Task requirements:
The reply should be an exact transcription of every record.

The data:
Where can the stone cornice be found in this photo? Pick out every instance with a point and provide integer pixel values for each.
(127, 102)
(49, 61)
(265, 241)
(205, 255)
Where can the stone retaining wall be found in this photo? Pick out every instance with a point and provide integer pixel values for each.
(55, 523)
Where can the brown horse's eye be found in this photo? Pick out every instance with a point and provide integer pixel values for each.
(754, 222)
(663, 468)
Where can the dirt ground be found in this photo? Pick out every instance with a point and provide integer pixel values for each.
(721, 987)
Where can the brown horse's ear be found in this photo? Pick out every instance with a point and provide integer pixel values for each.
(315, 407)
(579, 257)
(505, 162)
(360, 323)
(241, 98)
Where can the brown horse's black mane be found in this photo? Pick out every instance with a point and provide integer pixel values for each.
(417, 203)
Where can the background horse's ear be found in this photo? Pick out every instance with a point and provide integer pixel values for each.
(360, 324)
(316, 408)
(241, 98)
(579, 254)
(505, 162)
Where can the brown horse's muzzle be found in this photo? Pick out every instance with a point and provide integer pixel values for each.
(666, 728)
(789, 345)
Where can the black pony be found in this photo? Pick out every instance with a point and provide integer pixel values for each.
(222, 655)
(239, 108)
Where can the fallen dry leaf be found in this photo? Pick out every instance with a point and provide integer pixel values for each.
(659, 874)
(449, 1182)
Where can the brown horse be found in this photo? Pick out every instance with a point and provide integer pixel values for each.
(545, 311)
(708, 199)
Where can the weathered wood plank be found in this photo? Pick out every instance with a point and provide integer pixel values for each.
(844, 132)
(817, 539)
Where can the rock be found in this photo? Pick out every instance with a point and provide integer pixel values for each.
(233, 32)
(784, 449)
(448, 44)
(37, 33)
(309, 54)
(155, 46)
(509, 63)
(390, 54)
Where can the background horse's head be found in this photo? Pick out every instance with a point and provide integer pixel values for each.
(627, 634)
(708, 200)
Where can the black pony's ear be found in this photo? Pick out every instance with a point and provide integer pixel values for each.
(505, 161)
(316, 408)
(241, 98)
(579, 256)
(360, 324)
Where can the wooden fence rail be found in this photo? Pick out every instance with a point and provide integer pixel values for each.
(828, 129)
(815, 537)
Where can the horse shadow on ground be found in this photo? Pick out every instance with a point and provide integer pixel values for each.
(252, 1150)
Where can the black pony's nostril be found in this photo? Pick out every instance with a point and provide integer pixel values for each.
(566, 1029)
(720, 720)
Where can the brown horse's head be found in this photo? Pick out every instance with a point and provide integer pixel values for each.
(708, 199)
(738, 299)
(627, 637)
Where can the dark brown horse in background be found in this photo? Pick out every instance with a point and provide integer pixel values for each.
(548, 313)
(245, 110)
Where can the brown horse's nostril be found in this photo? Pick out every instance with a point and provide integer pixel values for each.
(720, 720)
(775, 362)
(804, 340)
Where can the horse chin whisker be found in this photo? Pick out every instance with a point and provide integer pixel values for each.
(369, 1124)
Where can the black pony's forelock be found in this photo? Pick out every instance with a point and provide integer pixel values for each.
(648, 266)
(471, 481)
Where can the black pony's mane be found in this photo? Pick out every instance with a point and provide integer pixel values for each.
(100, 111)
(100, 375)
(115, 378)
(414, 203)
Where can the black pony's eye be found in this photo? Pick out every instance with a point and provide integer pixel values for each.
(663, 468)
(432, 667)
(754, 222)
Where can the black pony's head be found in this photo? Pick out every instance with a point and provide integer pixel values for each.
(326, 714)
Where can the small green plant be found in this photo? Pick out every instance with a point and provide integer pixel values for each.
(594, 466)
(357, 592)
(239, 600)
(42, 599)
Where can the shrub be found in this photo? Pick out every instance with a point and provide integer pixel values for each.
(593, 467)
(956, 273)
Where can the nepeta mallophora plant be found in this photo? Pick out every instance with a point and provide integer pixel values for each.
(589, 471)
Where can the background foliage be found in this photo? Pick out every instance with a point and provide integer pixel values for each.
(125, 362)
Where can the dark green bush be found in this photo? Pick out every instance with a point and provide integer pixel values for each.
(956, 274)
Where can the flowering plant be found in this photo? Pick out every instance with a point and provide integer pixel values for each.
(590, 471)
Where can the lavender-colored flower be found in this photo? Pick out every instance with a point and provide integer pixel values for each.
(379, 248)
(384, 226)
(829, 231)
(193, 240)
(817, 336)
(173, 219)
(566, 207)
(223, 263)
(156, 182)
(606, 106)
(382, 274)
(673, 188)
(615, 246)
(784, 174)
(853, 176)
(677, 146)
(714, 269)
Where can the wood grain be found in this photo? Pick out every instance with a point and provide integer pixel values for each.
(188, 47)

Solution to this problem:
Where can the stone cornice be found in this photo? Pick out every instance with a point and provide integer pixel values for each.
(127, 102)
(49, 61)
(265, 241)
(205, 255)
Where can the stone retaining wall be found in this photo? Pick out every instance with a point and provide integer pixel values for each.
(55, 523)
Where can the brown horse's eye be found in this photo? Pick out every instance with a point and provide integer pixel values for each.
(754, 222)
(663, 468)
Where can the dirt ground be found in this photo? Pick out every instance with a point and provide integer pixel values for each.
(721, 987)
Where can the brown horse's ear be found in this photo? Pick out every instance with a point and provide integer pixel values for each.
(315, 407)
(579, 257)
(505, 162)
(360, 323)
(241, 98)
Where can the brown horse's black mane be found in this photo? Pick out every instance with a point and provide integer pixel values for each.
(417, 203)
Where can the background horse's ear be found in this photo? Pick out every instance with a point and provide integer pixel values for each.
(360, 324)
(316, 408)
(241, 98)
(579, 254)
(505, 162)
Where can the brown horse's muzzle be found in this photo? Pick out every instance with a point and provide integer pixel values for each.
(666, 728)
(789, 345)
Where can the black pony be found in this photo? Pick out every instance with a point and provide integer pixel values for each.
(222, 655)
(239, 108)
Where can the fallen dry leaf be found in this photo? Pick out every instance with a point and provide integer pixel values for each.
(659, 874)
(449, 1182)
Where can the brown horse be found in this photo? Pick out every instance with a point and provide integer pixel values for each.
(545, 311)
(708, 199)
Where can the weathered wood plank be found in this photo? Pick out every instance with a point and provide integer pixel values for each.
(844, 132)
(817, 539)
Where can the rock be found in this photo? Pick out every instance with a point and provide integer pixel values for each.
(233, 32)
(784, 449)
(448, 44)
(37, 33)
(309, 54)
(155, 46)
(509, 63)
(390, 54)
Where can the background horse's head be found in this photo? Pick out every instance with a point and provide integer pixel values for each.
(627, 634)
(708, 200)
Where can the black pony's ear be found in this photo? Pick out every instance with a point and provide integer pixel values for each.
(505, 161)
(316, 408)
(241, 98)
(579, 256)
(360, 324)
Where can the wooden fence rail be found in this photo? Pick out every instance with a point and provide integer pixel values for each.
(828, 129)
(815, 537)
Where can the horse shadow on ground be found in this photo? Pick out every instance with a point and provide integer pixel values for each.
(252, 1150)
Where can the black pony's nostril be found in this photo? Pick out every instance with a point and provide integer pixel values for each.
(566, 1029)
(720, 720)
Where can the brown horse's head be found in this photo? Pick out every instance with a point and provide integer pixel values for each.
(708, 199)
(738, 299)
(627, 637)
Where can the dark brown horse in background be found in this photo? Pick out every instance with a point and provide integer pixel values for each.
(548, 313)
(245, 110)
Where can the brown horse's nostril be found in this photo? Pick out every instance with a point and provide integer pixel values for each.
(720, 720)
(775, 362)
(804, 340)
Where can the horse chin whisker be found in this photo? Pick out every instance with a point and provide integer pixel values for each.
(369, 1124)
Where can the black pony's forelock be found in this photo? Pick out every instance with a point and provide integer pixel values for each.
(648, 266)
(471, 481)
Where can the black pony's mane be found in this photo? Pick out every instance with a point and provide integer pixel values for each.
(100, 111)
(100, 375)
(115, 378)
(414, 203)
Where can the black pony's eye be found in this photo? Pick out every instance with a point and provide integer pixel values for each.
(663, 468)
(432, 667)
(754, 222)
Where can the black pony's head be found in this photo? Pick out every instance with a point and provide integer pixel values for each.
(326, 714)
Where can the small green plant be found in this photo? Pick out every instance with a point and provide integer pixel values for each.
(594, 466)
(357, 592)
(239, 600)
(42, 599)
Where can the shrub be found in this photo? Pick out every instance with a point and provide integer pixel values for each.
(593, 467)
(956, 273)
Where can the nepeta mallophora plant be found in this photo? Pick out every instance with a point and provide integer pixel values for each.
(589, 471)
Where can the background foliage be found in this photo? Pick out every instance with a point and provide integer pixel values for each.
(125, 362)
Where can the dark green bush be found in this photo? Pick out every instance with a point and provide integer pixel values for each.
(956, 274)
Where can the flowering plant be found in this photo? Pick out every instance with a point and provide integer pixel values for each.
(590, 471)
Where can the lavender-colored flower be found in this photo? Pick out every instance with a point and provide integer pixel values for each.
(379, 248)
(384, 226)
(829, 231)
(193, 240)
(817, 336)
(173, 219)
(566, 207)
(223, 263)
(156, 182)
(606, 106)
(382, 274)
(673, 188)
(615, 246)
(784, 174)
(853, 176)
(677, 146)
(714, 269)
Where can the wood grain be found in this photo? Pick out every instance with a point and provide integer pixel values for each.
(188, 47)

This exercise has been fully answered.